• Data extract:
====

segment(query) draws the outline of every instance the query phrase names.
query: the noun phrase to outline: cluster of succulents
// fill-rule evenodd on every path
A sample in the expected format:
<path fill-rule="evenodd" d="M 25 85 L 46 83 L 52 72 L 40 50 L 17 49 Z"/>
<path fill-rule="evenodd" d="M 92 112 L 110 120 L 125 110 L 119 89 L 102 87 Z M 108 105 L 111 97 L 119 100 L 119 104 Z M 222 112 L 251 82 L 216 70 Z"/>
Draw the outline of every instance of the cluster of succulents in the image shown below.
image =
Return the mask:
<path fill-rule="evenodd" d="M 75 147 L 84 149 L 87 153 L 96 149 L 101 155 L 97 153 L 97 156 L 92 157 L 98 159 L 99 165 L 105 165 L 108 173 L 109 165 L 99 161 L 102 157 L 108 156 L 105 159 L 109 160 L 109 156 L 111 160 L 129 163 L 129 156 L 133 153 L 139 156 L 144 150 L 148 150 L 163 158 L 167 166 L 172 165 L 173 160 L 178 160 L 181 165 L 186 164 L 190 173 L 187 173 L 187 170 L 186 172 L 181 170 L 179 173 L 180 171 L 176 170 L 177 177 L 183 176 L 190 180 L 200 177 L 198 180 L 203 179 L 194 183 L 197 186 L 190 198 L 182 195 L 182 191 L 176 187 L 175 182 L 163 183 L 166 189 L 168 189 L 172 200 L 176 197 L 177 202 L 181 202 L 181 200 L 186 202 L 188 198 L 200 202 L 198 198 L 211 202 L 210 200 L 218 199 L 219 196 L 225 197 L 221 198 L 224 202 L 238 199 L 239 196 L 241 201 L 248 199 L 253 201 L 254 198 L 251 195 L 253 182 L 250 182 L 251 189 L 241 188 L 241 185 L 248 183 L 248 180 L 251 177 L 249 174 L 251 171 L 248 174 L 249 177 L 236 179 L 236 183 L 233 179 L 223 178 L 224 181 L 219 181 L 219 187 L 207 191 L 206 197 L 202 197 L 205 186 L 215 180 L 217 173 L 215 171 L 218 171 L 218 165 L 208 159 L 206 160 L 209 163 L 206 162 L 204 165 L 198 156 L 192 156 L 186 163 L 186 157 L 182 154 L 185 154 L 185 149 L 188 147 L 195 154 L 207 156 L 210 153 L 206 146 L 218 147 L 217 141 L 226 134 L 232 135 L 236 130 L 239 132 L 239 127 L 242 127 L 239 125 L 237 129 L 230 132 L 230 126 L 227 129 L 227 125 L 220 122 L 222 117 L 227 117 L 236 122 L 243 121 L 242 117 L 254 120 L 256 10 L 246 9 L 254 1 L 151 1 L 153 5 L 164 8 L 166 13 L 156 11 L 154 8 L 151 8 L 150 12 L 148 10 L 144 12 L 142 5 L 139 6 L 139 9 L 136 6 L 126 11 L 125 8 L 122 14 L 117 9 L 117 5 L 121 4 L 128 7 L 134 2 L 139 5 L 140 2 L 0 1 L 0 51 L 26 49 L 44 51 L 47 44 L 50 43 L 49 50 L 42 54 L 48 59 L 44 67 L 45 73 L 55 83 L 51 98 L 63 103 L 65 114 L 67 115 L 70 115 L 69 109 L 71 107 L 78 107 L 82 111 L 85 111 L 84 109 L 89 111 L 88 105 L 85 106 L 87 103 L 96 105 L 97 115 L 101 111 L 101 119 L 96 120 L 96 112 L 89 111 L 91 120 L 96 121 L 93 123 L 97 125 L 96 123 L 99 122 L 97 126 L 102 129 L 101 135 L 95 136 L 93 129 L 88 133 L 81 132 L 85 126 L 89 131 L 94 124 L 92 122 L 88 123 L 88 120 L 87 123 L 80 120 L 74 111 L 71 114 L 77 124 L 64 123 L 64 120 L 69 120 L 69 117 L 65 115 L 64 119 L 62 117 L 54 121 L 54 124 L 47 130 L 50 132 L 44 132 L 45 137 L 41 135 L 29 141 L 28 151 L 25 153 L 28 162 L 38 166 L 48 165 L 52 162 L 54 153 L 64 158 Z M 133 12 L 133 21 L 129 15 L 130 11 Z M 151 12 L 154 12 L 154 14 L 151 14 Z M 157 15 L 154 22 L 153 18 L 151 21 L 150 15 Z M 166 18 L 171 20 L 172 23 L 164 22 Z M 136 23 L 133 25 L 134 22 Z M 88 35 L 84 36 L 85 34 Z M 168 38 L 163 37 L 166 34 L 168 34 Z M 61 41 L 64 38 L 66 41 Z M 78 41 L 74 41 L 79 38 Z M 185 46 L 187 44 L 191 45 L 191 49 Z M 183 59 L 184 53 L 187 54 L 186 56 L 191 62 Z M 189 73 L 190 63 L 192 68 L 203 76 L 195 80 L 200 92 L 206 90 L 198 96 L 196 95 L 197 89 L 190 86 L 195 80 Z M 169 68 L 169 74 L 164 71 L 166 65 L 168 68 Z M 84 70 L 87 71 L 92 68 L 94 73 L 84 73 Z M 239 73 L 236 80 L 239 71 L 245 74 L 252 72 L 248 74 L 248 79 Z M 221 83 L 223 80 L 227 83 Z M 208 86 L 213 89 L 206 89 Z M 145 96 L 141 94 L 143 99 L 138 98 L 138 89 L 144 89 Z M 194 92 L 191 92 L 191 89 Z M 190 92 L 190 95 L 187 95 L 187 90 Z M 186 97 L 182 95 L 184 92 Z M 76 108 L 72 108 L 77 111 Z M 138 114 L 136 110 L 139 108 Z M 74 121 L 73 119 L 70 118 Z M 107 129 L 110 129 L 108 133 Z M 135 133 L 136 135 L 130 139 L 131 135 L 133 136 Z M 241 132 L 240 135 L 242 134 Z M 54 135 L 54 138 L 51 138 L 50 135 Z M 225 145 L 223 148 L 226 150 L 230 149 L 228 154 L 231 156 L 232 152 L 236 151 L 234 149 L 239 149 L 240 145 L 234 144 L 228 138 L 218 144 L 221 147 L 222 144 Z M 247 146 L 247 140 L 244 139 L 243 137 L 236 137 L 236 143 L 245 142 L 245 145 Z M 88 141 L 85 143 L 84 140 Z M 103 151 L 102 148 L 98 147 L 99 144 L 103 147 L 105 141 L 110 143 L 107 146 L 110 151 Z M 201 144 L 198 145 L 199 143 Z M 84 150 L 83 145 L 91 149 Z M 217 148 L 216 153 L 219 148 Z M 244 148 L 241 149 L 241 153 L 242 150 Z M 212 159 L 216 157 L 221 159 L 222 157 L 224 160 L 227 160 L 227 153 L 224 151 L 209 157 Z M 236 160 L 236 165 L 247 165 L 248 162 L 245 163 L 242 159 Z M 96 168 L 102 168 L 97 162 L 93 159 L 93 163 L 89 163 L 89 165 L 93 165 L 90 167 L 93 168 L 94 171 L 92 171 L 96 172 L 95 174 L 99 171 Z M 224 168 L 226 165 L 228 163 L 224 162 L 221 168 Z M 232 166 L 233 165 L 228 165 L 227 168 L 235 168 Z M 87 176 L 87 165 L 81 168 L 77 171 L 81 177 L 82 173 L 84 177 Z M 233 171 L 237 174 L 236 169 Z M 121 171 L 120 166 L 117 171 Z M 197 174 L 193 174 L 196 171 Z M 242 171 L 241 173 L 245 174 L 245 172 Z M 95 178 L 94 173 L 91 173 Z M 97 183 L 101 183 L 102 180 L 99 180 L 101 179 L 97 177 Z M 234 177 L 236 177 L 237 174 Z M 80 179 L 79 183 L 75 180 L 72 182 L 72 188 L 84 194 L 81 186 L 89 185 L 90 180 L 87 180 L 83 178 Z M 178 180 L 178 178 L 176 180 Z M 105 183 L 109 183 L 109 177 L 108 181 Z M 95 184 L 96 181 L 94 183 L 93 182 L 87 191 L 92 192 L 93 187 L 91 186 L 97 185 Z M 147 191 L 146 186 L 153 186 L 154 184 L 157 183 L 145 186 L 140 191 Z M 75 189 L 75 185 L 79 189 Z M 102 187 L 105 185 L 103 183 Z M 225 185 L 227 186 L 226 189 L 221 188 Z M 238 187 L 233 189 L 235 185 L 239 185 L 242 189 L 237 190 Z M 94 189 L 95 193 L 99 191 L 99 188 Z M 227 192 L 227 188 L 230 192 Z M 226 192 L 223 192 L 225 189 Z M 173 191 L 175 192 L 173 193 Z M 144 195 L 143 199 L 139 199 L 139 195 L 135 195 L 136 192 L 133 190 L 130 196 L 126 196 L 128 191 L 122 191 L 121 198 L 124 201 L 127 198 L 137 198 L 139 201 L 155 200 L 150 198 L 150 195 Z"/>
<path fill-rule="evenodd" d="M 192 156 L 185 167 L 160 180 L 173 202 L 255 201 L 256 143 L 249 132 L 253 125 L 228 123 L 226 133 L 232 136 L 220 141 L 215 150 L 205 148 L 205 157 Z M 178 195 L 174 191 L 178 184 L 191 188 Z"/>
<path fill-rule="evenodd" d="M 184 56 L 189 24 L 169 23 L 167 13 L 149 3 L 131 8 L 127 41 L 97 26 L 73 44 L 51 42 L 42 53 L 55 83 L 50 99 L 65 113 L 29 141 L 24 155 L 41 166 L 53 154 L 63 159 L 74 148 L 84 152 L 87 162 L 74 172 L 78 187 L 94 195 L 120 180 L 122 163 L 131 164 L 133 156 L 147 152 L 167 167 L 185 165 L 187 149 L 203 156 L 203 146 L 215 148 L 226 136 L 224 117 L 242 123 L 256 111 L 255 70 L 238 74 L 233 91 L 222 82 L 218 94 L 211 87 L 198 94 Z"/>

====

• What the exercise asks:
Copy out the items word for word from their first line through the line that contains "25 85 L 46 83", including both of those lines.

• Result:
segment(query) draws the outline of every instance the query phrase names.
query: the noun phrase to outline: cluster of succulents
// fill-rule evenodd on every path
A sample in the expected format:
<path fill-rule="evenodd" d="M 25 85 L 46 83 L 52 72 L 40 50 L 17 49 Z"/>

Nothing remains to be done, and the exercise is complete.